▸ **Work instructions**
Reproduce the material below line for line, leaving out the picture.

(Annotation data for object locations)
────

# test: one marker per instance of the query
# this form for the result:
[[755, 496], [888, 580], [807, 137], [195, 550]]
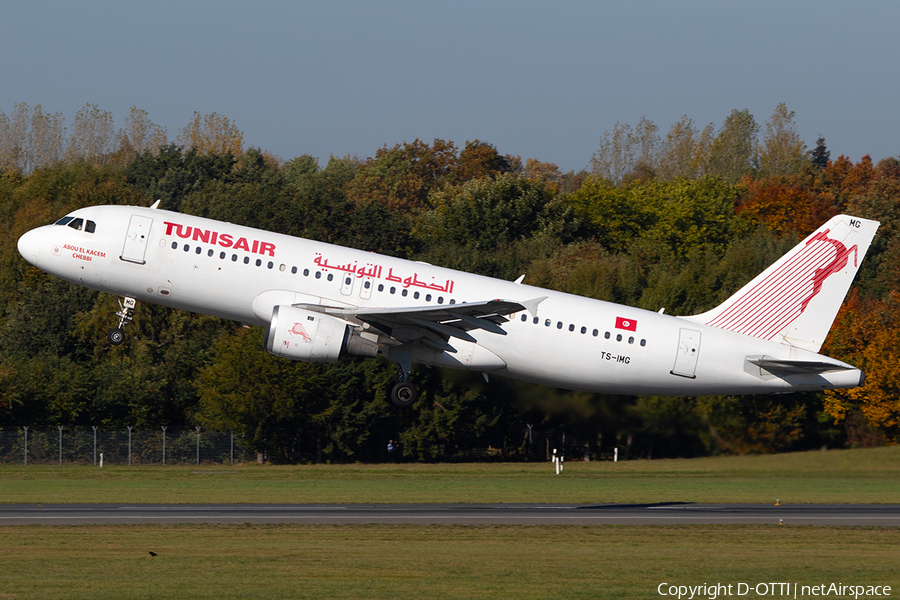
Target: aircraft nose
[[29, 245]]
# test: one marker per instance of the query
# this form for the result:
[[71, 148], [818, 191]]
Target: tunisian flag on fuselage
[[626, 324]]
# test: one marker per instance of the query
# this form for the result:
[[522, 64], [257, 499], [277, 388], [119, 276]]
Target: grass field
[[834, 476], [449, 562], [399, 562]]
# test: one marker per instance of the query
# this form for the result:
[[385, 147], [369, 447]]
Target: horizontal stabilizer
[[797, 367]]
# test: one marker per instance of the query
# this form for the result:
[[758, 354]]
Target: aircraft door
[[688, 352], [136, 239], [365, 290], [347, 284]]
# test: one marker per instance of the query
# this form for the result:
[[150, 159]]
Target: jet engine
[[299, 334]]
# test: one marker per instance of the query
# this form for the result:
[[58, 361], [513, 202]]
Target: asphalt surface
[[453, 514]]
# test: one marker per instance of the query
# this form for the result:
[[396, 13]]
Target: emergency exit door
[[688, 352], [136, 239]]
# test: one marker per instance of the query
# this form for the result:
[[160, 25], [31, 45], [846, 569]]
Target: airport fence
[[129, 446]]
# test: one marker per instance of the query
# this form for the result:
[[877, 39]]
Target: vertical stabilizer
[[796, 299]]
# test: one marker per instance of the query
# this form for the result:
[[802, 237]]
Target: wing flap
[[452, 320]]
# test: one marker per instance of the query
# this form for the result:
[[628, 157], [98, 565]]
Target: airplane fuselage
[[566, 341]]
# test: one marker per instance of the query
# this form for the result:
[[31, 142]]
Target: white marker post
[[557, 460]]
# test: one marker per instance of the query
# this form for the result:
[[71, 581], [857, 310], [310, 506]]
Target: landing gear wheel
[[404, 394], [116, 337]]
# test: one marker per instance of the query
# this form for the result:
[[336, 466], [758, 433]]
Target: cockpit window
[[78, 224]]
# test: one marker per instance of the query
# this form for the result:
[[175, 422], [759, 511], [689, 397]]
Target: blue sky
[[537, 79]]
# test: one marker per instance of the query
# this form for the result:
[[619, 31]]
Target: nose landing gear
[[125, 314]]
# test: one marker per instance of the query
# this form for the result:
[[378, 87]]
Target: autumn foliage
[[678, 221]]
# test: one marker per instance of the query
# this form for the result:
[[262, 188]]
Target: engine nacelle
[[300, 334]]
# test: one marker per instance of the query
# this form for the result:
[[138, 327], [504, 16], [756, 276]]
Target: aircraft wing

────

▸ **Full output**
# test: one marker per instance of the query
# this form for the result:
[[755, 496], [888, 580], [807, 137], [195, 550]]
Target: aircraft nose
[[29, 245]]
# test: one marker per instance of the query
# this form for the result:
[[71, 148], [818, 191]]
Target: tunisian flag on fuselage
[[626, 324]]
# test: one marker per instance of the query
# this form for the result:
[[522, 64], [257, 499], [277, 388], [119, 276]]
Target: grass field
[[834, 476], [449, 562], [399, 562]]
# test: one marker per instance of the query
# this form for the result:
[[385, 147], [369, 447]]
Target: horizontal stabilizer
[[797, 367]]
# test: one marker per instance of the query
# this form for the result:
[[758, 354]]
Target: aircraft door
[[688, 352], [136, 239], [365, 290], [347, 284]]
# test: one marker per instance of the query
# this form for the result:
[[150, 159]]
Target: jet engine
[[299, 334]]
# test: one marker per instance of the query
# this form for the result:
[[58, 361], [513, 202]]
Target: asphalt surface
[[453, 514]]
# test: one marker per instance of the query
# this form for the result:
[[396, 13]]
Target: emergency exit door
[[688, 352], [136, 239]]
# test: one marker per instance of the query
# this form for the result:
[[160, 25], [31, 45], [846, 569]]
Target: airport fence
[[129, 446]]
# test: one marker per instance of the query
# this form for the result:
[[877, 39]]
Target: vertical stabilizer
[[796, 299]]
# test: one marker per instance of the query
# this form for the result:
[[802, 237]]
Target: wing flap
[[452, 320]]
# test: one marker per instance of the query
# this form for the result:
[[628, 157], [98, 565]]
Target: airplane fuselage
[[566, 341]]
# test: one marker per instance of the query
# this form for the result:
[[31, 142]]
Target: white marker post
[[557, 460]]
# test: one marker per instance of the query
# this form for the result:
[[71, 581], [857, 310], [310, 506]]
Target: landing gear wheel
[[404, 394], [116, 337]]
# test: one marker per instance of the query
# this form for the result:
[[336, 466], [758, 433]]
Target: cockpit window
[[78, 224]]
# test: one marker per instance of the query
# this form for the result:
[[175, 422], [759, 511], [689, 397]]
Target: blue sky
[[537, 79]]
# test: one marker per instance of the query
# this form for the result:
[[619, 31]]
Target: nose landing gear
[[125, 314]]
# test: one marker per instance of the query
# this form for the result:
[[378, 87]]
Target: autumn foliage
[[678, 221]]
# test: one marker per instance of the query
# this form for the result:
[[262, 188]]
Target: engine nacelle
[[300, 334]]
# test: one marker per instance of the query
# this form for the result:
[[138, 327], [504, 16], [756, 276]]
Target: aircraft wing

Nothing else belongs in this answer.